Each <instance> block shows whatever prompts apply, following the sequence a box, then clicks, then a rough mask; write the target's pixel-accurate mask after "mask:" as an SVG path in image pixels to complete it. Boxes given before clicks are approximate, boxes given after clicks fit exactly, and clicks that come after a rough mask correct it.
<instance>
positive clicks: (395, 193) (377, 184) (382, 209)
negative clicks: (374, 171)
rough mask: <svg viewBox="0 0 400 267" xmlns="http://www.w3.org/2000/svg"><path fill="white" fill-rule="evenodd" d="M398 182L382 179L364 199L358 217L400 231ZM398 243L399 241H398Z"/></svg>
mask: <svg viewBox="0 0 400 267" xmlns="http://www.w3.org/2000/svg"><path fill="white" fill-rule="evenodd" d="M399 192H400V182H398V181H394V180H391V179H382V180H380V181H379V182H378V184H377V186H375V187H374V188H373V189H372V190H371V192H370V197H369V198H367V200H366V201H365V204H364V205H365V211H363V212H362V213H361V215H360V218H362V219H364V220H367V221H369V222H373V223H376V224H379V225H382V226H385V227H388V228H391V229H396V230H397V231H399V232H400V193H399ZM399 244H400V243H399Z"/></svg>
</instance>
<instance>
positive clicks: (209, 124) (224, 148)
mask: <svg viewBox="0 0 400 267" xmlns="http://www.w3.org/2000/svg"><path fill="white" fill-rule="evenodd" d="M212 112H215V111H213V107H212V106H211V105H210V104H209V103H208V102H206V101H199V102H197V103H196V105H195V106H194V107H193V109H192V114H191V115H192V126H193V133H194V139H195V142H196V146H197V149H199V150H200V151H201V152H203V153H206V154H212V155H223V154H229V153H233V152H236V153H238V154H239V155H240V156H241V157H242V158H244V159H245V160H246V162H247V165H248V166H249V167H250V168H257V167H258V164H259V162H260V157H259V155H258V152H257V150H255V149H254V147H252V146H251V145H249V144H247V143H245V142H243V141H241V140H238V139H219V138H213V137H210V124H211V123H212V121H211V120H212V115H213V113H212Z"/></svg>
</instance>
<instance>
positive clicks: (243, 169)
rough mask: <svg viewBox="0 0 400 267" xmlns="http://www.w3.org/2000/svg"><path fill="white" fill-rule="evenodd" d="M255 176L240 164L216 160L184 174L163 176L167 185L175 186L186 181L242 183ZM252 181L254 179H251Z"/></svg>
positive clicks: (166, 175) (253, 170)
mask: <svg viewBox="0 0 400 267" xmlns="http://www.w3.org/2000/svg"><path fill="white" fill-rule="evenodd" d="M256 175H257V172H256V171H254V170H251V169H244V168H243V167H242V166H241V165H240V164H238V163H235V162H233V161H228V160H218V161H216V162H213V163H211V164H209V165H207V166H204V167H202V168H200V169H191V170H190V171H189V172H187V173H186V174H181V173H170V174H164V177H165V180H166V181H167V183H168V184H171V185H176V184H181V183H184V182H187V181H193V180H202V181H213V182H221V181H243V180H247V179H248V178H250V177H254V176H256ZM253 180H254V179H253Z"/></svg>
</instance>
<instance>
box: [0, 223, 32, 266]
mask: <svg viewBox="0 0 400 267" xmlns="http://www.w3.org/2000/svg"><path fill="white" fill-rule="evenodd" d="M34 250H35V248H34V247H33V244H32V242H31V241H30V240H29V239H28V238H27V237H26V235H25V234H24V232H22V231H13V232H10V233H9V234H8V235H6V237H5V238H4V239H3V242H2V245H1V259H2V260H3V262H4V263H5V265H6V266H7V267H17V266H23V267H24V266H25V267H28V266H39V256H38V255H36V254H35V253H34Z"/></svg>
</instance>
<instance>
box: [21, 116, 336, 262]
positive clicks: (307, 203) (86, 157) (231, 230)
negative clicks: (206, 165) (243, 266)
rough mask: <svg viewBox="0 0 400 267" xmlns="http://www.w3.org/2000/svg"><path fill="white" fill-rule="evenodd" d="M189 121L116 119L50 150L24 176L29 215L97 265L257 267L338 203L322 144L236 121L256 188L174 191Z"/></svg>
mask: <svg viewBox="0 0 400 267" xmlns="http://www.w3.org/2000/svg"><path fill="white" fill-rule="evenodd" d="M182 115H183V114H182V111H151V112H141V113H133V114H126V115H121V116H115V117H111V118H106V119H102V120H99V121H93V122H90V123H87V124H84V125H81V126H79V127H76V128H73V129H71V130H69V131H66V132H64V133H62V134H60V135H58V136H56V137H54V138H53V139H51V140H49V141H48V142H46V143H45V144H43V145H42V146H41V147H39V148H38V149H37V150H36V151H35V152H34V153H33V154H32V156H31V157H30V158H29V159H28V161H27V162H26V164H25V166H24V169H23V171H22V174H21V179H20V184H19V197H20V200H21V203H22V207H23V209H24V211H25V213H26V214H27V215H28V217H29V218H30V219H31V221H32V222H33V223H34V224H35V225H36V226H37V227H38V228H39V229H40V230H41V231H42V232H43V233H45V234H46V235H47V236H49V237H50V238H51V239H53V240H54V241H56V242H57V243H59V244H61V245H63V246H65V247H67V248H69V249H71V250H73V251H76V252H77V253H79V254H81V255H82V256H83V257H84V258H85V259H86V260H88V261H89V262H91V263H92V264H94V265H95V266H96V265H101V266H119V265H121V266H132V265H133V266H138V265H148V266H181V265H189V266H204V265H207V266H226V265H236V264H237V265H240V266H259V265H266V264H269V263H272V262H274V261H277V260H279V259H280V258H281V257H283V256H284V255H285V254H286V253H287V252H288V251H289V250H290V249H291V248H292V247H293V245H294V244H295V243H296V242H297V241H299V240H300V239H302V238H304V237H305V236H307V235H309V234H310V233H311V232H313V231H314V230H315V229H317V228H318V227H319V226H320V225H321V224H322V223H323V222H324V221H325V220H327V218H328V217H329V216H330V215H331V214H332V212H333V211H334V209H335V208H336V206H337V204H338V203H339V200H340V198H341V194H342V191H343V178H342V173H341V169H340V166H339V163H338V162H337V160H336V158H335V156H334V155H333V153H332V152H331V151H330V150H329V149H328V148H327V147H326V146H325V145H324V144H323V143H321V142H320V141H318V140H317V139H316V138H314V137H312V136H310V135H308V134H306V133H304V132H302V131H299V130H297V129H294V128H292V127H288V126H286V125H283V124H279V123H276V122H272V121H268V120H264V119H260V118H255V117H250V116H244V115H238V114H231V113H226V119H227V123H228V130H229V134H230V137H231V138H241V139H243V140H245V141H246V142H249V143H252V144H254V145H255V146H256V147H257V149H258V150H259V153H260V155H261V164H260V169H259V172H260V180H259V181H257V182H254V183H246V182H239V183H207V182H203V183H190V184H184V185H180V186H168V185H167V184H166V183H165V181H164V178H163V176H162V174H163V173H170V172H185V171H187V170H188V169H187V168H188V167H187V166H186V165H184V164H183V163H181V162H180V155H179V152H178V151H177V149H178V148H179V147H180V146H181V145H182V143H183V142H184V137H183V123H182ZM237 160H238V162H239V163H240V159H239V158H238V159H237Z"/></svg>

·····

• _Exercise_:
Identify each line of the items above that contains the word "negative", and copy those lines.

• _Task solution_:
negative clicks: (374, 171)
negative clicks: (206, 165) (243, 266)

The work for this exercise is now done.